[Task objective] Among these records, which lines include "branch"? Copy them out.
-------- The data
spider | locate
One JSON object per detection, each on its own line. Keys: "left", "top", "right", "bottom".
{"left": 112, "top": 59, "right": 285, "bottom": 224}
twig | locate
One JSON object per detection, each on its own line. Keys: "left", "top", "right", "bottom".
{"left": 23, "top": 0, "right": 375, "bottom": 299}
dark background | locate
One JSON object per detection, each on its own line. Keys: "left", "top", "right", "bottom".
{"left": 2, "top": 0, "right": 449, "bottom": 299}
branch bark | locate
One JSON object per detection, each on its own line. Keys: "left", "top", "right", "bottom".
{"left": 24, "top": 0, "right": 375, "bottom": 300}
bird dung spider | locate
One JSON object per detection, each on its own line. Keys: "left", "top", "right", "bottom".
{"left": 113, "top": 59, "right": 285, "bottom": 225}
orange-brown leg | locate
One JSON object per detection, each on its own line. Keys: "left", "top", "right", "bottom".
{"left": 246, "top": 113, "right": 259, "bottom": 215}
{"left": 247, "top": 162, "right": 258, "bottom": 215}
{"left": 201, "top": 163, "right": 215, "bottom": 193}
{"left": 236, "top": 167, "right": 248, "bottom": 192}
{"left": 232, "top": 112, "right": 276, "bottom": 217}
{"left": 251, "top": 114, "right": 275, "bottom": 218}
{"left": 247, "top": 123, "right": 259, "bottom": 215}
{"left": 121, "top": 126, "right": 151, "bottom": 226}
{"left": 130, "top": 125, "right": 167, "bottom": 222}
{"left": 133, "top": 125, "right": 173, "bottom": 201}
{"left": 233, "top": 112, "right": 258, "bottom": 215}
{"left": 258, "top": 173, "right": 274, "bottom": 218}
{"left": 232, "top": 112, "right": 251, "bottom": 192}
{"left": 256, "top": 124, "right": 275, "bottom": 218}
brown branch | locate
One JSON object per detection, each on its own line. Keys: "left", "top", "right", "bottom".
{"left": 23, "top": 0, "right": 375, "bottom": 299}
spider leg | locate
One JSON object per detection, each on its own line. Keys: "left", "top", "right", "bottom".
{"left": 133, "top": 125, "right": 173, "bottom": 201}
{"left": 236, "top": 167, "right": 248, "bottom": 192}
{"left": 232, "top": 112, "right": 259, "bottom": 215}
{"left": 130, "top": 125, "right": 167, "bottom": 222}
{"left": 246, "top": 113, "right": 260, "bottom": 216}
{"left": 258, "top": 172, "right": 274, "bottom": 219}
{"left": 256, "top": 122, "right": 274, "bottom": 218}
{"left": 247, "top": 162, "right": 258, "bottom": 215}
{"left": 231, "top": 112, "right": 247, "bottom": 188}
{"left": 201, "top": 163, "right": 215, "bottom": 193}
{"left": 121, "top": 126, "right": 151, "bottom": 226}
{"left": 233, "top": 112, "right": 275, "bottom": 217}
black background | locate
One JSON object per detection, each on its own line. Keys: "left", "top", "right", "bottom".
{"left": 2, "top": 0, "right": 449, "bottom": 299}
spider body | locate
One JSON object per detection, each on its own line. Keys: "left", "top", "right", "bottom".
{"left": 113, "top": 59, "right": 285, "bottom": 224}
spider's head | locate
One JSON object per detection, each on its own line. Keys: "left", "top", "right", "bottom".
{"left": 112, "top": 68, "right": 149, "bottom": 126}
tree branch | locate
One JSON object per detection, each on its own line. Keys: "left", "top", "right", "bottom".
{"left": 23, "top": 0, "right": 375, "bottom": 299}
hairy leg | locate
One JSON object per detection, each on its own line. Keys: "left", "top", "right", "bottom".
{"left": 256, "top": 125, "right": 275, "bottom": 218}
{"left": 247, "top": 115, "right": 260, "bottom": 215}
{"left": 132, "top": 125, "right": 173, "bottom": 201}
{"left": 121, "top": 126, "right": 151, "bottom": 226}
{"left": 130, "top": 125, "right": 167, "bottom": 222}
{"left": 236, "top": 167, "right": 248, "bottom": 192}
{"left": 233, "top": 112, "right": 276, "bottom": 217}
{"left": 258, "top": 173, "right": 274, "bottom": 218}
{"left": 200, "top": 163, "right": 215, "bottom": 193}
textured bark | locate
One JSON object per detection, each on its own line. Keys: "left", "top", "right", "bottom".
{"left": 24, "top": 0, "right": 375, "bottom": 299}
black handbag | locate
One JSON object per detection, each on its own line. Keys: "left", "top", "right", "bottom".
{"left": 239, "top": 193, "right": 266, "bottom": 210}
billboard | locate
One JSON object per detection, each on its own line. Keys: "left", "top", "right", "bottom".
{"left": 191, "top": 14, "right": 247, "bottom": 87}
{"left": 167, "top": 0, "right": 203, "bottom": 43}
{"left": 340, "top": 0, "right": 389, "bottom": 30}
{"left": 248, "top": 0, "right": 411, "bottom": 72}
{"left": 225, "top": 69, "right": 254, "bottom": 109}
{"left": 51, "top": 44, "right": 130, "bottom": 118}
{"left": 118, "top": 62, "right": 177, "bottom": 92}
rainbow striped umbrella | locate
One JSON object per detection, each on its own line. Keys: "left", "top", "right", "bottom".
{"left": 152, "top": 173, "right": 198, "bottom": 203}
----------------
[Reply to the exercise]
branch bark | locate
brown branch | locate
tree branch | locate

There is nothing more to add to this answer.